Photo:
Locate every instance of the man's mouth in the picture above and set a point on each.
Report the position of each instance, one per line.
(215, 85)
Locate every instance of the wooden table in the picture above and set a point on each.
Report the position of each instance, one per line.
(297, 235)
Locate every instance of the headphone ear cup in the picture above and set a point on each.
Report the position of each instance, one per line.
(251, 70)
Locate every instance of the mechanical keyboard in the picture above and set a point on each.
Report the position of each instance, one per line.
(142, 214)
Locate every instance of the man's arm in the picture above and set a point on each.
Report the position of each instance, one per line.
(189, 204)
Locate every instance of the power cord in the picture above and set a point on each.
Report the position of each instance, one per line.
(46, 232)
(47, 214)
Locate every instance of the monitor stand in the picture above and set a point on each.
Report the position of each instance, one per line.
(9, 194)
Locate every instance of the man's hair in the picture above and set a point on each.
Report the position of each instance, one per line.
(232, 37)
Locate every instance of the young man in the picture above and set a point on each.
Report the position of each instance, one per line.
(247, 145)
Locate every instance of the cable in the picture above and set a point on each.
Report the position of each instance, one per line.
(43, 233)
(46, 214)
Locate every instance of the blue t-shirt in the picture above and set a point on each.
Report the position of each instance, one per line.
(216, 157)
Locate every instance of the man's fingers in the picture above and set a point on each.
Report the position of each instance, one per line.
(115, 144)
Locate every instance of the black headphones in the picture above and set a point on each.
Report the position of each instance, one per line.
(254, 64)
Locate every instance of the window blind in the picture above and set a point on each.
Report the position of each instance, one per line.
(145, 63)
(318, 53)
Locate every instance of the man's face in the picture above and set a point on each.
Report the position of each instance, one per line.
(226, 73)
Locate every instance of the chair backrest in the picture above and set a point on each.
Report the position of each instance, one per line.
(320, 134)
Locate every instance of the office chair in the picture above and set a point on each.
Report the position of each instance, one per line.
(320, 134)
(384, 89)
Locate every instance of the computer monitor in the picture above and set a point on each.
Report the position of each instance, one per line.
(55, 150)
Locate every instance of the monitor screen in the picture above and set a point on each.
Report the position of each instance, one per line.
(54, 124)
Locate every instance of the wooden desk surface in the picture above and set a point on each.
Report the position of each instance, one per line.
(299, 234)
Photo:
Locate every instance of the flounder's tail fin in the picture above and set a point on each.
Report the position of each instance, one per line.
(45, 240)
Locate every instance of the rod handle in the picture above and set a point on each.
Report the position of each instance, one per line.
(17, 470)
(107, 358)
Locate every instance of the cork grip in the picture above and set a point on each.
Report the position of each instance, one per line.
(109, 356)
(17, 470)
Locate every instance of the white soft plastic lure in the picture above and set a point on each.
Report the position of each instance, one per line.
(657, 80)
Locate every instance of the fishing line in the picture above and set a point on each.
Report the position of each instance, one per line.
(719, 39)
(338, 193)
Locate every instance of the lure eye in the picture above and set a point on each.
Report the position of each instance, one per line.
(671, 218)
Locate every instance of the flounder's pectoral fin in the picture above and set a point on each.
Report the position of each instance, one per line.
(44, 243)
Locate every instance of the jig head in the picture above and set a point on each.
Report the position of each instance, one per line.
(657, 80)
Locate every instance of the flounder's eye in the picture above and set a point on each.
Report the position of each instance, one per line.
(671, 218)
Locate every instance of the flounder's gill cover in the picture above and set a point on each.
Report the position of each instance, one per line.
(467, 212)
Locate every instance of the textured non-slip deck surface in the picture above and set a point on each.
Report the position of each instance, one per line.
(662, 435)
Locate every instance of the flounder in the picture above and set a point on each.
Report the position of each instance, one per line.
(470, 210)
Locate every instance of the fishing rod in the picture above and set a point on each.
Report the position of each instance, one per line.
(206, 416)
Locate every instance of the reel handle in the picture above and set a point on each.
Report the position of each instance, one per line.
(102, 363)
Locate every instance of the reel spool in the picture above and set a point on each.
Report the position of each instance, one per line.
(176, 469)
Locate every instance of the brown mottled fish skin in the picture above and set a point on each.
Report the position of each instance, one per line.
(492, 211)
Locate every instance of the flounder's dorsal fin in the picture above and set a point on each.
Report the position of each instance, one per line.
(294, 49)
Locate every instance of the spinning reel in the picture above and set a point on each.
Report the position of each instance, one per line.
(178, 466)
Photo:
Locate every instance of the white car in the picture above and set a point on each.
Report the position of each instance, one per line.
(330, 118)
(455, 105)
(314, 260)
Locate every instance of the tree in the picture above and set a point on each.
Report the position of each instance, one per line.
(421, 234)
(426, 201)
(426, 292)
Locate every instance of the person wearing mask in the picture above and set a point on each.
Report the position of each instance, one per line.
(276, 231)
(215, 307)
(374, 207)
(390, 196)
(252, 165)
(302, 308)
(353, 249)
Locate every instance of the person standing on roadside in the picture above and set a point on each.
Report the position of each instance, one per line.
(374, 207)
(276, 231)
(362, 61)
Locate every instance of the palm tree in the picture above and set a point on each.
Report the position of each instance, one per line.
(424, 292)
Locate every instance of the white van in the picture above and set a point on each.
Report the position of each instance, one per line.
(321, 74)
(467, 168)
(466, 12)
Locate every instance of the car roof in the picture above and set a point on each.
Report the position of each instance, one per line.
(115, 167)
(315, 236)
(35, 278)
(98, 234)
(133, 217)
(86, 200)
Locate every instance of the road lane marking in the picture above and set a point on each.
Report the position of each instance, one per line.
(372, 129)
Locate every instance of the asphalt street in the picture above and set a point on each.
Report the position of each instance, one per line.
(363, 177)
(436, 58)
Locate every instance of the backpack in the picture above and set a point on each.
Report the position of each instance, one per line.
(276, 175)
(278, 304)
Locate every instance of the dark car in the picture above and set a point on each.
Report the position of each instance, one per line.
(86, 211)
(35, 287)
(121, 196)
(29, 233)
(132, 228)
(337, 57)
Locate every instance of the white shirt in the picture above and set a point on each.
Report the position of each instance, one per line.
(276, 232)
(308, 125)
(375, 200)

::::::

> AIM
Every entry must be retyped in full, exactly as given.

> RESULT OF THE TASK
Photo:
Locate every instance of the man's mouth in the picture above and set a point on each.
Report the position of each instance, one per line.
(215, 85)
Locate every instance of the wooden table in the picture above and set a point on each.
Report the position of each instance, one per line.
(297, 235)
Locate every instance of the headphone ear cup in the picture above and set a point on each.
Report the position of each instance, one per line.
(251, 70)
Locate every instance of the mechanical keyboard in the picture above and set a point on each.
Report the position of each instance, one per line.
(142, 214)
Locate every instance of the man's arm in the picture above and set a point on each.
Report the position of each instance, one per line.
(189, 204)
Locate every instance of the power cord in the picture above and set a point on each.
Report the position of each instance, one per line.
(46, 232)
(47, 214)
Locate every instance of the monitor stand in the picture above and set a point on each.
Report the position of each instance, one per line.
(9, 194)
Locate every instance of the man's hair in the picture above and set a point on each.
Report the position of each instance, one per line.
(232, 37)
Locate every instance of the young man in the picture above and set a point on each.
Report the position of each instance, one per line.
(247, 145)
Locate every instance of the cable in the picture above and set a point on each.
Report the position of each instance, one per line.
(43, 233)
(46, 214)
Locate every instance of the blue t-shirt in the picture above and set a point on each.
Report the position of each instance, one per line.
(216, 157)
Locate every instance of the man's fingers in the picture above and set a point on each.
Report the position of each instance, one per line.
(115, 144)
Locate every instance of the black headphones in the picture above and set a point on each.
Report the position of each instance, one per line.
(254, 64)
Locate every instance of the window blind in the picture above and set a point on each.
Report the position of each instance, one per line.
(145, 63)
(318, 53)
Locate every instance of the man's face in the picture above and set a point on each.
Report the position of each instance, one per line.
(226, 73)
Locate every instance of the chair backrest in the picture above and set a point on each.
Report the position of each instance, one per line.
(320, 134)
Locate every instance of the office chair in the picture above and set a point on each.
Report the position of each instance, one per line.
(320, 134)
(384, 89)
Locate every instance of the computer monitor in the picture above and set a point on each.
Report the position of each instance, one per line.
(55, 150)
Locate every instance of the monitor screen in the picture above and set a point on each.
Report the position of each instance, one per line.
(54, 124)
Locate every instance of the wooden desk surface in the picture above and set a point on each.
Report the position of each instance, one per line.
(299, 234)
Photo:
Locate every instance of the flounder's tail fin in the picture above and set a point on each.
Report the position of each instance, one per line.
(45, 240)
Locate every instance of the rod handle in the picture above and set a point on each.
Report the position of each instance, one per line.
(17, 470)
(107, 358)
Locate every instance of the cork grip in the picture above and set a point on each.
Report the position of each instance, one per line.
(109, 356)
(17, 470)
Locate every instance of the white soft plastic lure in the picture above and set a point on each.
Report the position of each instance, one per line.
(657, 80)
Locate every instance of the fishing line in the picture above and set a point on each.
Report the position of each instance, one per line.
(719, 39)
(338, 193)
Locate every instance of the lure eye in the picture above and set a point on each.
Report the position of each instance, one per line.
(671, 218)
Locate every instance of the flounder's pectoral fin in the picture above and set a point on each.
Report the position of each instance, one per line.
(44, 243)
Locate every instance of the jig head in the picture above and set a point on each.
Report the position of each instance, one per line.
(657, 80)
Locate every instance of the flounder's eye in the picture above and set a point on each.
Report the position of each instance, one per line.
(671, 218)
Locate every instance of the flounder's gill cover in the picture above and set a point on each.
Report the position of each instance, one per line.
(467, 212)
Locate every instance of the textured non-slip deck surface in the picture above and set a point on each.
Report the position of each instance, one per line.
(662, 435)
Locate every instance of the flounder in the picture above and set a point on each.
Report the position of each instance, one per line.
(470, 210)
Locate every instance of the fishing rod in the picture above and set a point on each.
Report the position of each instance, one per line.
(206, 416)
Locate every instance of the reel handle in the picture above and set a point on each.
Report the position of each instance, one per line.
(102, 363)
Locate every instance of the reel spool in the picture above and set a point on each.
Report the position of each instance, one per line.
(176, 469)
Locate every instance of the brown mottled fish skin in the picture above and set a point on each.
Report the position of each instance, one per line.
(492, 211)
Locate every instance of the flounder's dorsal fin in the picture above and set a point on each.
Report the position of each instance, one per line.
(294, 49)
Locate every instance of the spinning reel in the picture above and set a point on each.
Report the position of each instance, one per line.
(178, 466)
Photo:
Locate every instance of the white car in the picture above and set a point on each.
Report the position of each instance, one per line.
(330, 118)
(455, 105)
(314, 260)
Locate every instance of the tree in the picture above and set a point on each.
Report the position of each instance, one per line.
(421, 234)
(426, 201)
(426, 292)
Locate every instance of the person wearing mask in the picture above and set a point on each.
Report the position of each instance, one per line.
(276, 231)
(215, 307)
(374, 207)
(390, 196)
(252, 165)
(302, 308)
(353, 249)
Locate every instance of the person standing on roadside in the picture above and set a point on each.
Report the position of each instance, one per line.
(374, 207)
(276, 231)
(362, 61)
Locate every instance of the palm tree in the picture above and set a point on each.
Report the position of each instance, one per line.
(424, 292)
Locate every instance of the white van in the picture above and set a point on each.
Report the position of each instance, one per line.
(321, 74)
(467, 168)
(466, 12)
Locate every instance of the car roof in the picture above and set a point on each.
Report the position of each instance, one per line.
(115, 167)
(315, 236)
(35, 278)
(98, 234)
(133, 217)
(86, 200)
Locate every instance of the road lane marking in the picture above and set a point on each.
Report the position of each instance, one per line.
(372, 129)
Locate every instance of the asphalt street in the picture above and set a point on each.
Report the position of each instance, one per line.
(363, 177)
(436, 58)
Locate every instance of the backpack in the picture above and set a point on each.
Report the position of each instance, one per line.
(276, 175)
(278, 304)
Locate every instance of the dark car in the picture above and set a point on each.
Report the position of each instance, one per line.
(86, 211)
(35, 287)
(121, 196)
(29, 233)
(132, 228)
(337, 57)
Locate every instance of the white shirt in the picture above and set a point on each.
Report the position of each instance, one per line.
(276, 232)
(308, 125)
(375, 200)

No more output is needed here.